What the exercise asks:
Copy out the data below line for line, without changing anything.

Provided entries:
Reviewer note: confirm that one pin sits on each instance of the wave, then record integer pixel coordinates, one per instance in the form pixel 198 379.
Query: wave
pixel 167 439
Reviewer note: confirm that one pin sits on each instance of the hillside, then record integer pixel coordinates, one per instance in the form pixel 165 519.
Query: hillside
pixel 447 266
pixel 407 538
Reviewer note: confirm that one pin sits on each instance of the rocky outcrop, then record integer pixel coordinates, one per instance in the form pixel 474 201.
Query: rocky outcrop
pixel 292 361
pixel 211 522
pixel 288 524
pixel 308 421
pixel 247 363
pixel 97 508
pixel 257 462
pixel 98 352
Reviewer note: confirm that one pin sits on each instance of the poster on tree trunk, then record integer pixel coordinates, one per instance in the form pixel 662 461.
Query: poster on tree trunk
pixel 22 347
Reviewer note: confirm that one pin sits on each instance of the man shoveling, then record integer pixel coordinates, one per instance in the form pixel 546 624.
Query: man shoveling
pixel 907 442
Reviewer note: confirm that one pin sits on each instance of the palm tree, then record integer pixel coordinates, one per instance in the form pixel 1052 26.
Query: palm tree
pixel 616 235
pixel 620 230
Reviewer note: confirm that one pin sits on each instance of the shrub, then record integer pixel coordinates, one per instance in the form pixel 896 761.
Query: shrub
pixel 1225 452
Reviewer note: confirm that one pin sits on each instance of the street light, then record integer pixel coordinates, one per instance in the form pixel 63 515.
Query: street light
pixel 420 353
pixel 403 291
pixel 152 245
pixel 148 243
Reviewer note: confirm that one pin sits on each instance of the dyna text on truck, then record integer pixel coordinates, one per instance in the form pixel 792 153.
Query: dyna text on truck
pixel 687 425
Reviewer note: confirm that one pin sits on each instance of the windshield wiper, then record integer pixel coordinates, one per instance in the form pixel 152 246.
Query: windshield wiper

Response below:
Reviewer note: confirm that one pin sits on each instance of the wave, then record integer pixel coordinates, one per instance in the form pixel 198 379.
Query: wave
pixel 167 439
Reviewer note: confirm that one pin sits on each instance of the hillside, then record integer pixel coordinates, one per instance in the form pixel 165 519.
Query: hillside
pixel 447 266
pixel 407 538
Reviewer note: confirm that one pin sits on each instance of the rocky outcrop, then record integer pixel coordinates, one per instance in the form pixel 474 201.
Query: rocky outcrop
pixel 292 361
pixel 211 522
pixel 288 524
pixel 308 421
pixel 247 363
pixel 97 508
pixel 257 462
pixel 98 352
Reviewer note: confirm that one pin sits on each instance of the poster on tree trunk, then record integer pixel coordinates, one per instance in the form pixel 662 461.
Query: poster on tree trunk
pixel 22 347
Reviewer note: confirm that one pin sits on each instance of the man shoveling, then record integer pixel coordinates, one per instance in the form pixel 546 624.
Query: man shoveling
pixel 907 442
Reviewer note: confirm that one pin sits on each instance of the palm tree, then record integer pixel coordinates, one per instance in the form pixel 1052 26.
Query: palm tree
pixel 616 235
pixel 620 230
Reviewer note: confirm that one pin sits on each instance of the shrub, then record integer pixel coordinates, one per instance in the form pixel 896 761.
Query: shrub
pixel 1225 452
Reviewer note: confirm that one pin sits on each instance of the street light, then record integer pixel coordinates, one per instance in the form pixel 63 515.
Query: street light
pixel 420 353
pixel 403 291
pixel 152 245
pixel 148 243
Reviewer note: confirm that one pin sits on each instance of the dyna text on truck, then record integer pixel coordinates, one per instance in the form pixel 792 153.
Query: dyna text on truck
pixel 687 425
Reviewer note: confirm that one pin sits on each instance of the windshield wiper, then record integer pixel coordinates, one per instance in the form pixel 152 246.
Query: windshield wiper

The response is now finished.